**GIVEN INFORMATION:**
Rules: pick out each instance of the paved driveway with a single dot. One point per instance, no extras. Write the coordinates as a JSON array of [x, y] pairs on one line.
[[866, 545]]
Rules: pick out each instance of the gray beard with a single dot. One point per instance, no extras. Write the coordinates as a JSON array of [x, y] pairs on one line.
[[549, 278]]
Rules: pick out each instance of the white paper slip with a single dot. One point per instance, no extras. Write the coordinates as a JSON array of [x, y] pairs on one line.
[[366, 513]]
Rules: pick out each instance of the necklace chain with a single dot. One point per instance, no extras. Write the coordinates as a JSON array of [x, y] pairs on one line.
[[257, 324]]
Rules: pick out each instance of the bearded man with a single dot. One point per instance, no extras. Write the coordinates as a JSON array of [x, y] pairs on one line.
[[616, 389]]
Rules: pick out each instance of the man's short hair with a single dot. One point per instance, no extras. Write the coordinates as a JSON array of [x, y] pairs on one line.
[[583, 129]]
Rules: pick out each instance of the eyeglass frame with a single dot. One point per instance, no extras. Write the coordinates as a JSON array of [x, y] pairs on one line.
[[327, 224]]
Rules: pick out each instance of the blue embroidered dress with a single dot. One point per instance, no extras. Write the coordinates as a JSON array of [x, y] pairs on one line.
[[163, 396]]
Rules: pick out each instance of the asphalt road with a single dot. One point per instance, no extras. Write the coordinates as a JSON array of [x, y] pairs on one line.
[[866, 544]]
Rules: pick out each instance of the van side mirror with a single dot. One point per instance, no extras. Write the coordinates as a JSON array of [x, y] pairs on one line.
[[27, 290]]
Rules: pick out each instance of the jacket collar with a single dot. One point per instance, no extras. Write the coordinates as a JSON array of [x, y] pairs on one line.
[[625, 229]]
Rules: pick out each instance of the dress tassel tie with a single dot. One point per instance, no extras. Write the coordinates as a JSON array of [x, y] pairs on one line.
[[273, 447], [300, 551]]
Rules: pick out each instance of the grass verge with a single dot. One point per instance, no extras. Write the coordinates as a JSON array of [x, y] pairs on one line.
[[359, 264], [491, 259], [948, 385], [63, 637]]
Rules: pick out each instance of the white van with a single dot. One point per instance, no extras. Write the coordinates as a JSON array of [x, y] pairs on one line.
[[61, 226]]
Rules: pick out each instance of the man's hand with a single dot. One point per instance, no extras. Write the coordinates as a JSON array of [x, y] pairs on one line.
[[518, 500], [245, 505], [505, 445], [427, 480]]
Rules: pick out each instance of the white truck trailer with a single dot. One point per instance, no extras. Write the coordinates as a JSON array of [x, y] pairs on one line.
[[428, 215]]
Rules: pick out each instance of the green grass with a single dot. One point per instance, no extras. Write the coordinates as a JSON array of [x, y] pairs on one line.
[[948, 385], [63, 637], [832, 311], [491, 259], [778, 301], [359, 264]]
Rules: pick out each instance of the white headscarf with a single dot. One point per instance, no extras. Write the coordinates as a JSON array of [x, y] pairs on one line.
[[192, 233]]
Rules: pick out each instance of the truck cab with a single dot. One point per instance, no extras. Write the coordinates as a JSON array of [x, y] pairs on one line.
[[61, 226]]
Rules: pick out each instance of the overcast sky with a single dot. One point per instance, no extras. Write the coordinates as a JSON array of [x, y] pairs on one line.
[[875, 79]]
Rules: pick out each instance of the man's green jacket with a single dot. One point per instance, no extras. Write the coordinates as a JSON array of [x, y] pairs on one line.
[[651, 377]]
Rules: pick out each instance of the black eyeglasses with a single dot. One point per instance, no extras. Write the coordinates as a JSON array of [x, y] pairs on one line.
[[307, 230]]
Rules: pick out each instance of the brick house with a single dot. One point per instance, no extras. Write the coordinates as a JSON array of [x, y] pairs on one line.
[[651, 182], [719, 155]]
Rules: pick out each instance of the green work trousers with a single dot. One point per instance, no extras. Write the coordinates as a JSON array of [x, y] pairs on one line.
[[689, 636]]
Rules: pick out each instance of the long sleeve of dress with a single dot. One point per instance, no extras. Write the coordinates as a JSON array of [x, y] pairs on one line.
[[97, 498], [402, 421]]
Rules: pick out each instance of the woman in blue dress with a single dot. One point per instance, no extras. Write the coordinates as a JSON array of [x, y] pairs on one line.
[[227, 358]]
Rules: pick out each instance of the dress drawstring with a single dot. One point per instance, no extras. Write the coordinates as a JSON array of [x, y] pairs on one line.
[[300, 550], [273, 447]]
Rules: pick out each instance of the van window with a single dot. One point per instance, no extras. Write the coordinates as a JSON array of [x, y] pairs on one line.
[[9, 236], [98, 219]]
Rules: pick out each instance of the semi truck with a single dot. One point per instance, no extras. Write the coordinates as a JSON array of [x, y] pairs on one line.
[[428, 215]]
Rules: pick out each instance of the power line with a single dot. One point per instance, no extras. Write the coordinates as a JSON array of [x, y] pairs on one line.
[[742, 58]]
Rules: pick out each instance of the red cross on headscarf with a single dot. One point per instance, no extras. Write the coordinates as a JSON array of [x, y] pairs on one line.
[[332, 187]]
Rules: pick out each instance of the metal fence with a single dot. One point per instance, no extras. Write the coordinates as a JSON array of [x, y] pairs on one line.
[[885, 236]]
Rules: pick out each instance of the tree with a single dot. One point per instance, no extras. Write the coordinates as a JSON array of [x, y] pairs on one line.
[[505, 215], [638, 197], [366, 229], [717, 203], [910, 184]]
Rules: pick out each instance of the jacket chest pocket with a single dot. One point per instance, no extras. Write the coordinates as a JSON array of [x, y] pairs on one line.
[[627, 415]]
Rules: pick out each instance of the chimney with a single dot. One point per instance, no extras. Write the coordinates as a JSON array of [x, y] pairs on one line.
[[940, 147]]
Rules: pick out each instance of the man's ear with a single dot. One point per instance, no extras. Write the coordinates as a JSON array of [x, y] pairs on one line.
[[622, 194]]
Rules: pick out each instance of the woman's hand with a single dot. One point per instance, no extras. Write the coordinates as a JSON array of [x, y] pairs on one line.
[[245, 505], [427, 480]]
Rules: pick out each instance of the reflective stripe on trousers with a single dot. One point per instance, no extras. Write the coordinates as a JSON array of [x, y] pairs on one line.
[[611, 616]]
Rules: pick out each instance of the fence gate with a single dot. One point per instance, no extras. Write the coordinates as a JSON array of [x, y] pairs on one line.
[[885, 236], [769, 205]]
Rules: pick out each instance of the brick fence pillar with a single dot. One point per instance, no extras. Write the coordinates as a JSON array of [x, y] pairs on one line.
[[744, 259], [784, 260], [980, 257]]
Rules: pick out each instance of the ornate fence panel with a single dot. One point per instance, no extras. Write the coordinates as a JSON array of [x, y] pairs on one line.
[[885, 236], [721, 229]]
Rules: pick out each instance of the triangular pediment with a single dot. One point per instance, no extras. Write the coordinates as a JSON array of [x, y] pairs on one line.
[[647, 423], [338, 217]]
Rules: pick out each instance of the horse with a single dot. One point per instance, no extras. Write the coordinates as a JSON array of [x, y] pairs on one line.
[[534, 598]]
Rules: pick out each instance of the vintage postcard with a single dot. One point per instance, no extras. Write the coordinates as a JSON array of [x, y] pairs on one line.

**WHAT NEEDS TO BE DONE:** Turn the material above into a numbered list with one entry per line, leaving out blank lines.

**REPLY:**
1. Rules: pick out each instance of the paved driveway with a single dot. One point per instance, no extras. Write the coordinates as a JSON array of [x, y] pairs on one line.
2. [[866, 545]]
3. Rules: pick out each instance of the gray beard with a single dot. One point per instance, no extras. Write the coordinates as a JSON array of [x, y] pairs on one line.
4. [[549, 278]]
5. Rules: pick out each instance of the white paper slip with a single dot. One point per instance, no extras. Write the coordinates as a JSON array of [x, y] pairs on one line.
6. [[366, 513]]
7. Rules: pick out each instance of the necklace chain with a single dot. One point per instance, no extras. Write the coordinates as a JSON array of [x, y] pairs on one line.
8. [[257, 324]]
9. Rules: pick out each instance of the bearded man with a single dot. One point per instance, no extras. Write the coordinates as a JSON array of [x, y] pairs on one line.
10. [[616, 389]]
11. Rules: pick out each instance of the man's short hair with a single dot. One point per instance, no extras. Write the coordinates as a JSON array of [x, y] pairs on one line.
12. [[583, 129]]
13. Rules: pick out each instance of the eyeglass frame with a single dot. One point per instance, no extras. Write the coordinates as a JSON array of [x, y] pairs on one line.
14. [[327, 224]]
15. Rules: pick out each instance of the blue embroidered dress with a single dot. One point per instance, no extras. Write the coordinates as a JSON array of [x, y] pairs on one line.
16. [[163, 396]]
17. Rules: pick out each instance of the asphalt road with a single dot. One point per instance, no extras. Write the coordinates as a JSON array of [x, y] pairs on one line.
18. [[866, 544]]
19. Rules: pick out each instance of the van side mirror with a single dot. One point per instance, no extras. Write the coordinates as a JSON array of [x, y] pairs on one line.
20. [[27, 290]]
21. Rules: pick out each instance of the jacket collar with a single dot. One point per instance, no extras. Write the coordinates as a JSON array of [x, y] pairs on one line.
22. [[625, 229]]
23. Rules: pick out each instance of the dress tassel tie with a single dot. One point per instance, no extras. Write the coordinates as a JSON array of [x, y] pairs on one line.
24. [[273, 447], [300, 551]]
25. Rules: pick out each instance of the grass verge with a single dot. One point per instance, no extras. Write the coordinates as a JSON array of [x, y] pairs on one line.
26. [[359, 264], [491, 259], [948, 385], [63, 637]]
27. Rules: pick out each instance of the white van with a single dot. One point per instance, no extras. Write the coordinates as a JSON array of [x, y] pairs on one line.
28. [[61, 226]]
29. Rules: pick out each instance of the man's hand with a single dot. One point per instance, no extras. Write the coordinates as a JSON array of [x, y] pairs on one line.
30. [[518, 500], [245, 505], [505, 445], [427, 480]]
31. Rules: pick out each instance of the white truck trailer with a single dot. One point per instance, no extras. Write the coordinates as a JSON array of [x, y] pairs on one line.
32. [[428, 215]]
33. Rules: pick out each instance of the green grass with a single dot. One point per instance, no extras. Write the coordinates as a JSON array of [x, y] pairs on one line.
34. [[948, 385], [63, 637], [832, 311], [491, 259], [778, 301], [359, 264]]
35. Rules: pick out each instance of the white headscarf with a single dot. One point per instance, no extras. Write the coordinates as a JSON array of [x, y] pairs on one line.
36. [[192, 233]]
37. Rules: pick out each instance of the truck cab with a single dot. One point per instance, no extras. Write the coordinates as a JSON array of [x, y] pairs on one line.
38. [[61, 226]]
39. Rules: pick out each instance of the overcast sky with a single dot. One point per instance, no extras. Write the coordinates as a JSON array of [x, y] pairs on one line.
40. [[875, 79]]
41. Rules: pick out each instance of the man's green jacket with a single dot. One point per instance, no extras. Write the coordinates as a JSON array of [x, y] pairs on one line.
42. [[651, 377]]
43. Rules: pick out each instance of the black eyeglasses with a single dot. One point per instance, no extras. Write the coordinates as a JSON array of [x, y] pairs on one line.
44. [[307, 230]]
45. Rules: pick out each instance of the brick house with a single dot. One point per instance, no extras. Write the coordinates as a JSON array of [x, y] pairs on one line.
46. [[651, 182], [719, 155]]
47. Rules: pick out each instance of the green work trousers with a single dot. One point per instance, no extras. Write the coordinates as a JSON array of [x, y] pairs on one line.
48. [[689, 636]]
49. Rules: pick out each instance of the long sleeve of dress with a single dot. One point per instance, no extras. Write the coordinates as a JSON array of [x, y] pairs on one line.
50. [[97, 498], [402, 421]]
51. Rules: pick out each instance of the woman in blue dress with a single dot. One point per instance, no extras. Write the coordinates as a JSON array of [x, y] pairs on one line.
52. [[227, 358]]
53. Rules: pick out each instance of the dress drawstring with a single dot. One point per instance, no extras. Write the coordinates as a JSON array of [x, y] pairs on one line.
54. [[300, 550], [273, 447]]
55. Rules: pick out each instance of the van window with a single dot. One point per instance, no extras. Write the coordinates as a JSON array of [x, y] pairs on one line.
56. [[9, 236], [98, 219]]
57. Rules: pick out each instance of the semi truck with a single dot. One point per instance, no extras. Write the coordinates as a JSON array of [x, y] pairs on one line.
58. [[428, 215]]
59. Rules: pick out each instance of the power line with a single dot. One point per instance, no extras. Write the coordinates as a JSON array of [x, y] pairs on one line.
60. [[742, 58]]
61. Rules: pick out each instance of the red cross on headscarf with a single dot. One point per instance, no extras. Write the coordinates as a JSON array of [x, y] pairs on one line.
62. [[332, 187]]
63. Rules: pick out each instance of the metal fence with a single dot. One point per instance, no extras. Write the coordinates as a JSON array of [x, y] pairs on one line.
64. [[885, 236]]
65. Rules: pick out each instance of the tree with a single dot. One point per instance, no extras. Write the coordinates as a JSON array of [x, y] pairs on one line.
66. [[505, 215], [638, 197], [366, 229], [717, 203], [910, 184]]
67. Rules: pick out each instance of the jacket chest pocket with a single dot. One point per instance, no extras. Write the coordinates as a JSON array of [x, y] pairs on one line.
68. [[627, 415]]
69. Rules: pick out each instance of the chimney with a single dot. One point per instance, no extras. Write the coordinates as a JSON array of [x, y] pairs on one line.
70. [[940, 147]]
71. Rules: pick out each instance of the man's ear with a single dot. One point per instance, no extras. Write the coordinates as a JSON array of [x, y] pairs on one line.
72. [[622, 194]]
73. Rules: pick out each instance of the woman's hand with a single dot. One point per instance, no extras. Write the coordinates as a JSON array of [x, y] pairs on one line.
74. [[245, 505], [427, 480]]
75. Rules: pick out each instance of the reflective stripe on trousers with a single dot. One point per instance, no extras. Write the coordinates as a JSON array of [x, y] pairs on one line.
76. [[611, 616]]
77. Rules: pick out each instance of the fence gate with a single dot. One point per instance, no extras. Write the coordinates as a JSON array of [x, y] pairs on one line.
78. [[885, 236], [769, 205]]
79. Rules: pick out each instance of the brick fence pillar with a single dot. One point per instance, no extras. Write the coordinates as a JSON array of [x, y] pairs on one line.
80. [[744, 259], [784, 260], [980, 257]]
81. Rules: pick out each instance of the ornate fence panel with a single dot. One point per instance, no extras. Write the coordinates as a JSON array of [x, y] pairs on one line.
82. [[885, 236], [721, 229]]
83. Rules: pick out each instance of the triangular pediment with a single dot. One point per instance, no extras. Write the coordinates as a JSON array of [x, y] pairs on one line.
84. [[647, 423], [338, 217]]
85. Rules: pick out each instance of the horse with a single dot. One point per instance, no extras. Write the coordinates as a JSON array of [x, y] pairs on one line.
86. [[534, 598]]
87. Rules: pick out each instance of the vintage postcard with a single dot. One point per instance, no extras. Write the coordinates as a JSON array of [x, y] pairs on one line.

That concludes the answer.